**Text section**.

* START *

Except for priming liens approved in connection with debtor-in-possession financing, only claims directly related to the preservation or disposition of a secured creditor’s collateral, to the extent it benefits the secured creditor, take priority over a secured creditor’s lien.

Employment-related liabilities

  1. What employee claims arise where employees’ contracts are terminated during a restructuring or liquidation? What are the procedures for termination? (Are employee claims as a whole increased where large numbers of employees’ contracts are terminated or where the business ceases operations?)

Generally, non-bankruptcy law governs employee claims for termination. Claims such as those for wrongful termination, severance or unpaid wages would be made under applicable state contract and labor law, regardless of whether termination occurred before or during the bankruptcy case. Employees of the debtor may have a priority claim for pre-petition wages, commissions, vacation, severance and sick leave earned within six months of the filing date, up to a capped amount.

Similarly, non-bankruptcy labor law, including the federal Worker Adjustment and Retraining Notification Act, may impose damages or fines on a company for terminating large numbers of employees without adequate notice.

Often debtors will file a motion at the beginning of the case requesting explicit permission from the court to continue paying wages. Employee wages earned post-petition, or claims that arise post-petition, are generally administrative expenses with a high priority. Special provisions exist for terminating collective bargaining agreements and qualified employee pension plans, or for modifying certain retiree benefits.

Pension claims

  1. What remedies exist for pension-related claims against employers in insolvency or reorganization proceedings and what priorities attach to such claims?

Most private-sector pension plans are governed by the Employee Retirement Income Security Act (ERISA), a federal statute. ERISA requires minimum funding levels for qualified registered employee pension plans. The Pension Benefit Guaranty Corporation (PBGC) is the federal agency responsible for enforcing ERISA and managing the mandatory government insurance program that protects covered pensions. In addition, section 1113 of the Bankruptcy Code provides the exclusive means by which a Chapter 11 debtor can assume, reject or modify a collective bargaining agreement, including any additional pension related obligations under the agreement.

ERISA allows the bankruptcy court some flexibility to order modifications in pension plans to the extent required for the debtor’s reorganization. If a debtor terminates an ERISA-governed pension plan in bankruptcy, the PBGC may assume the role of creditor and pursue claims for both the amount of any underfunding as well as any unpaid contributions.

In bankruptcy, the PBGC’s claims for withdrawal liability or unpaid pension plan contributions are considered generally pre-petition unsecured claims without priority treatment. Unpaid pension contributions incurred post-petition, but before plan termination, may be treated as administrative expense priority claims. Section 507(a)(5) of the Bankruptcy Code grants priority to claims up to a limited statutory cap for pre-petition contributions to employee benefit plans.

* END *

**Given records**.
* START *

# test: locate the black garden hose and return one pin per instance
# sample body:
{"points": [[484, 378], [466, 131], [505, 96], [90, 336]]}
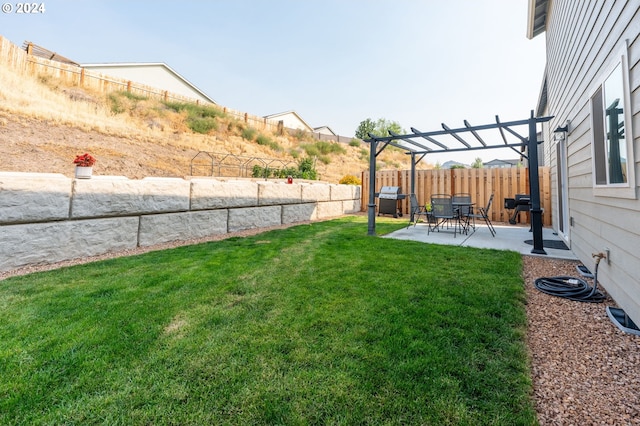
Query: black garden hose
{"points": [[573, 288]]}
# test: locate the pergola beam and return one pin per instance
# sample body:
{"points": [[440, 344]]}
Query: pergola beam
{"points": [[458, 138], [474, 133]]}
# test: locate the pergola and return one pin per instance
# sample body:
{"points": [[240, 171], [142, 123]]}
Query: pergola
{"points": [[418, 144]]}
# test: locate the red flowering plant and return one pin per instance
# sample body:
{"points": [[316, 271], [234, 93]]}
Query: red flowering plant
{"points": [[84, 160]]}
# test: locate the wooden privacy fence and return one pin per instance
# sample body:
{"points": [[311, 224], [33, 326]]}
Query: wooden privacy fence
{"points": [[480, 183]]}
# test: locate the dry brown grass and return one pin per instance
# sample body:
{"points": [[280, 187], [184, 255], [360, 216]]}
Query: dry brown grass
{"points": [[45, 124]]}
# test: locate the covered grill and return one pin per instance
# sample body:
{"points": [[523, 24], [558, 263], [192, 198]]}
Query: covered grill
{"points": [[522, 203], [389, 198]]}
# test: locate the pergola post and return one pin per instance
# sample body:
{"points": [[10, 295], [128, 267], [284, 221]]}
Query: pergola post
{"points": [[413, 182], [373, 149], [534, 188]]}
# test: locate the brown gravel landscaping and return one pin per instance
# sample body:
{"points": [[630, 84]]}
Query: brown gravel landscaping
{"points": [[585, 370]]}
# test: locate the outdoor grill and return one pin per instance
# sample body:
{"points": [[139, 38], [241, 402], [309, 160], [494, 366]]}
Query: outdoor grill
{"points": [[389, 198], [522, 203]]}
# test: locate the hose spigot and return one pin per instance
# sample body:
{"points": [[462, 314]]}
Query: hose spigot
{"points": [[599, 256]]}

* END *

**Complete the following**.
(1) Format the records from the line containing "# test: locate the covered" through the last line of the records as a numbered list, including both of those lines and omitting any blank lines.
(2) Resume the passage on employee and pension claims in bankruptcy from its final sentence.
The passage on bankruptcy claims and the records come from unrelated sources.

**Answers for the exercise**.
(1)
1. # test: locate the covered grill and return one pin per instance
2. # sample body:
3. {"points": [[523, 24], [558, 263], [192, 198]]}
4. Query: covered grill
5. {"points": [[522, 203], [389, 198]]}
6. # test: locate the pergola post and return one pin per instance
7. # sample body:
8. {"points": [[10, 295], [128, 267], [284, 221]]}
9. Query: pergola post
10. {"points": [[413, 182], [373, 149], [534, 188]]}
11. # test: locate the brown gravel landscaping and return one pin per instance
12. # sample body:
13. {"points": [[630, 84]]}
14. Query: brown gravel landscaping
15. {"points": [[585, 370]]}
16. # test: locate the outdoor grill and return one pin per instance
17. # sample body:
18. {"points": [[139, 38], [241, 402], [309, 160], [494, 366]]}
19. Query: outdoor grill
20. {"points": [[389, 198], [522, 203]]}
21. # test: locate the hose spigot and return one pin per instance
22. # sample body:
23. {"points": [[462, 314]]}
24. Query: hose spigot
25. {"points": [[599, 256]]}

(2)
Unlike private-sector pensions, public pensions (ie, those sponsored by states or municipalities) are governed by state and local law, not ERISA. Public pension benefits have constitutional limits on the public employer’s ability to reduce or modify public pension benefits inside and outside of bankruptcy. The extent to which a municipality can utilize Chapter 9 to modify its public pension obligations is largely untested.

Environmental problems and liabilities

  1. Where there are environmental problems, who is responsible for controlling the environmental problem and for remediating the damage caused? Are any of these liabilities imposed on the insolvency administrator personally, secured or unsecured creditors, the debtor’s officers and directors, or on third parties?

Debtors must abide by all applicable environmental laws and regulations before and after bankruptcy. The exercise of the government’s police power to enforce such laws and regulations is generally not constrained by the bankruptcy. Thus, a company that owns environmentally contaminated property cannot use bankruptcy as an excuse to circumvent its obligations.

It must remediate the property in accordance with applicable laws, regulations, consent decrees, judgments and similar requirements. Furthermore, an owner-operator of contaminated property may not be able to escape owner-operator liability after emerging from bankruptcy subject to applicable environmental laws.

Generally, claims by the government and potentially responsible third parties to recover the cost of remediation work on sites formerly owned by the debtor and fines and penalties associated with pre-filing violations of regulatory requirements are environmental obligations that can be discharged in bankruptcy. Statutory reclamation fees for unfunded remediation costs, statutory claims that came into effect pre-petition and obligations to prevent ongoing harm to human health are non-dischargeable.

Whether such claims travel with the assets or can be asserted against successor entities or third parties depends on the facts of the individual case. However, absent criminal conduct, fraud or other misconduct, the debtor’s officers and directors are typically not held personally liable for environmental remediation claims.

Liabilities that survive insolvency or reorganization proceedings

  1. Do any liabilities of a debtor survive an insolvency or a reorganization?

Confirmation of a Chapter 11 reorganization plan typically results in the discharge of pre-petition debts. Liquidations that do not result in any ongoing business typically do not include a discharge. This includes a Chapter 11 liquidating plan and Chapter 7 liquidation bankruptcy cases. In Chapter 7, the debtor’s assets are liquidated and only a corporate shell remains for satisfying claims. For individual debtors, bankruptcy generally discharges most of their debts, subject to certain statutory exceptions.

Some classes of claims may not be dischargeable, including certain claims for fraud, claims related to criminal conduct and, notably, some categories of environmental claims. Whether a particular environmental obligation can be discharged in bankruptcy depends on if it qualifies as a ‘claim’ under the Bankruptcy Code or if it represents a form of injunctive relief that cannot be reduced to a ‘right to payment’.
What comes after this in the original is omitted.